Autodiff (Forward/Reverse)
Prerequisite:
Why Not Symbolic or Numerical Differentiation?
To train neural networks, we need $\partial L / \partial \theta$ for all parameters $\theta$. Two naive approaches both fail at scale.
Symbolic differentiation applies calculus rules algebraically to produce a closed-form expression for the derivative. For a composition of $n$ operations, the symbolic derivative can grow exponentially in size due to repeated subexpressions. This “expression swell” makes it impractical for networks with millions of operations.
Numerical differentiation uses finite differences:
$$\frac{\partial f}{\partial x_i} \approx \frac{f(x + \varepsilon e_i) - f(x)}{\varepsilon},$$
where $e_i$ is the $i$-th standard basis vector. Each partial derivative requires a separate forward pass, so computing $\nabla_\theta L$ for $p$ parameters costs $O(p)$ forward passes. With $p \sim 10^9$ in modern models, this is completely infeasible. Moreover, finite differences suffer from catastrophic cancellation at small $\varepsilon$ and large truncation error at large $\varepsilon$.

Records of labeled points
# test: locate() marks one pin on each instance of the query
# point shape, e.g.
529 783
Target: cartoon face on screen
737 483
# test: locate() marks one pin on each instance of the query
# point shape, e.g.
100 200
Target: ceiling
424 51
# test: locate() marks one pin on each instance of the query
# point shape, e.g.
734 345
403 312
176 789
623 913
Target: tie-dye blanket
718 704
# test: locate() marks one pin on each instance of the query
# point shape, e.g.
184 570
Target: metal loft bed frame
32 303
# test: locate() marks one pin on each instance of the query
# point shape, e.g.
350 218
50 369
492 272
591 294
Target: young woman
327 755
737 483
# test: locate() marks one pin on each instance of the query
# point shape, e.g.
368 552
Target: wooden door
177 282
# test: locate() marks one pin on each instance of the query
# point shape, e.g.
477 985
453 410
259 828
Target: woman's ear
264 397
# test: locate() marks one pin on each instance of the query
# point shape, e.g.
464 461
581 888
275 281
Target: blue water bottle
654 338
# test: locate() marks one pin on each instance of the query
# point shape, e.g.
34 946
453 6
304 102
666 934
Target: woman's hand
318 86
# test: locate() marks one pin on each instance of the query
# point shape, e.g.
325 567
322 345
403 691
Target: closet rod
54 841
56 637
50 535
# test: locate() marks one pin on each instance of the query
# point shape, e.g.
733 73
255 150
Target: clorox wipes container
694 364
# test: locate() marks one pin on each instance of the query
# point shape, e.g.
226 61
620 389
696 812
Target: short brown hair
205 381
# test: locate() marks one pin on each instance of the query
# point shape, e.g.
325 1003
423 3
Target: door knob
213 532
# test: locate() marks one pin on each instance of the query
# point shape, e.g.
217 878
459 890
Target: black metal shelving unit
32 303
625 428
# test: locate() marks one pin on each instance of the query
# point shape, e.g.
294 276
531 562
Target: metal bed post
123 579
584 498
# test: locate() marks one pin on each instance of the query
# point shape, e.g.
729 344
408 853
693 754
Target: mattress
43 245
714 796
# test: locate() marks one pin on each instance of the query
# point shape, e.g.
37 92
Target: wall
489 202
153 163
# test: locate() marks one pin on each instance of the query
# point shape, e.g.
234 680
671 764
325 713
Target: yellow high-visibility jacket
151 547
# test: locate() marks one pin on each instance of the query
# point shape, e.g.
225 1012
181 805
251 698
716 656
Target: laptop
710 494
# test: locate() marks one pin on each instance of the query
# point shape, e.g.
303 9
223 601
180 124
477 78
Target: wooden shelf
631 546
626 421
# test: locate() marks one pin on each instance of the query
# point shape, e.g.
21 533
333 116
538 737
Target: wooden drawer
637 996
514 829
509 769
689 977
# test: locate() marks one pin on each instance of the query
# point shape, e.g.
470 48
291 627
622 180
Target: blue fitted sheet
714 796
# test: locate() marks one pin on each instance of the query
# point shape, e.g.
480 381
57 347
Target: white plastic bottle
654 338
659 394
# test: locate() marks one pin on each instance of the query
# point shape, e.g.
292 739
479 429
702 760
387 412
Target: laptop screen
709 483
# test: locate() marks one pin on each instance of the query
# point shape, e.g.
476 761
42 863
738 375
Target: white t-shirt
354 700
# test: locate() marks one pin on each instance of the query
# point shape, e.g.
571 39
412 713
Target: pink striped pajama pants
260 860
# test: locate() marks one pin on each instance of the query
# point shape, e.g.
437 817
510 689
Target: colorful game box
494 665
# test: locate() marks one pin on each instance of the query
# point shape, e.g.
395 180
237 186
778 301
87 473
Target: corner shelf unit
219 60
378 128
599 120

## Task directions
Retype the part of the autodiff text above that starts with "Symbolic differentiation applies" and goes on through "millions of operations.".

## Exercise response
Symbolic differentiation applies calculus rules algebraically to produce a closed-form expression for the derivative. For a composition of $n$ operations, the symbolic derivative can grow exponentially in size due to repeated subexpressions. This “expression swell” makes it impractical for networks with millions of operations.